-- EXCERPTED DATA follows --

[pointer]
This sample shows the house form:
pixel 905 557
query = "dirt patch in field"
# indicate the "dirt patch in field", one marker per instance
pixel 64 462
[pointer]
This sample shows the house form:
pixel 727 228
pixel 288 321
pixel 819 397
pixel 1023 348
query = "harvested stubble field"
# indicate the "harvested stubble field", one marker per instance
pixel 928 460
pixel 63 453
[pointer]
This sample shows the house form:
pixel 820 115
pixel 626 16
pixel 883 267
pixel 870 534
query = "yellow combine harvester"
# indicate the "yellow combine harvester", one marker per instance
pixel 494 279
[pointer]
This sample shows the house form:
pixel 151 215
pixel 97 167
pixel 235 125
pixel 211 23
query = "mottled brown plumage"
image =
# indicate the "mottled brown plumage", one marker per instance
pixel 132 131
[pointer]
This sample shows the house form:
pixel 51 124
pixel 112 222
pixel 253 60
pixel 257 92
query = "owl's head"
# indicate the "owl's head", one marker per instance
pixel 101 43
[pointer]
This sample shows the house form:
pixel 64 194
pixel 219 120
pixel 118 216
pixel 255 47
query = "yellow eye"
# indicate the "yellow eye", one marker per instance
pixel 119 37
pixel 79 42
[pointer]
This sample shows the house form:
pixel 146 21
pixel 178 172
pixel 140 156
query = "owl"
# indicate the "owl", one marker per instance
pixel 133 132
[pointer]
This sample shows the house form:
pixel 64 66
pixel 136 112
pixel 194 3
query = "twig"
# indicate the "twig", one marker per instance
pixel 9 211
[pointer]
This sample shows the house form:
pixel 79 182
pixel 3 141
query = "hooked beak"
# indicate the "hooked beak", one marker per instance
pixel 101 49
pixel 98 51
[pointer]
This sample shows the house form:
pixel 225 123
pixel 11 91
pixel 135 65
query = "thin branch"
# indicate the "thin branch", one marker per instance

-- EXCERPTED DATA concluded --

**PROBLEM STATEMENT**
Would you copy the entire listing exactly, missing nothing?

**YOUR RESPONSE**
[pointer]
This sample shows the house form:
pixel 905 557
query = "dirt patch in field"
# indicate the "dirt patch in field", one marker per instance
pixel 64 462
[pointer]
This sample shows the house form:
pixel 727 228
pixel 288 321
pixel 819 397
pixel 1023 348
query = "harvested stubble field"
# indicate the "harvested stubble field", one marker per instance
pixel 928 460
pixel 63 453
[pointer]
This sample shows the house form:
pixel 820 115
pixel 626 16
pixel 883 267
pixel 870 534
query = "yellow combine harvester"
# indicate the "yellow combine harvester", one marker per instance
pixel 494 279
[pointer]
This sample shows the house form:
pixel 151 215
pixel 97 167
pixel 235 125
pixel 211 23
query = "mottled brown plumage"
image =
# indicate the "mottled brown plumage", one marker per instance
pixel 132 131
[pointer]
This sample shows the house form:
pixel 51 124
pixel 112 222
pixel 253 60
pixel 257 92
query = "owl's head"
# indicate the "owl's head", one marker per instance
pixel 101 43
[pointer]
This sample shows the house form:
pixel 64 194
pixel 219 120
pixel 118 216
pixel 255 47
query = "yellow eye"
# indicate the "yellow eye", one marker per instance
pixel 119 37
pixel 79 42
[pointer]
This sample shows the house form:
pixel 146 21
pixel 178 172
pixel 140 156
query = "owl"
# indicate the "owl", one marker per instance
pixel 133 132
[pointer]
This sample shows the house form:
pixel 64 66
pixel 136 112
pixel 194 3
query = "twig"
# indicate the "twig", one marker per instance
pixel 9 211
[pointer]
This sample shows the house form:
pixel 79 182
pixel 3 141
query = "hooked beak"
# indicate the "hooked beak", one marker per instance
pixel 101 49
pixel 98 51
[pointer]
This sample shows the house form:
pixel 225 123
pixel 11 91
pixel 135 65
query = "thin branch"
# indicate the "thin branch", one marker per instance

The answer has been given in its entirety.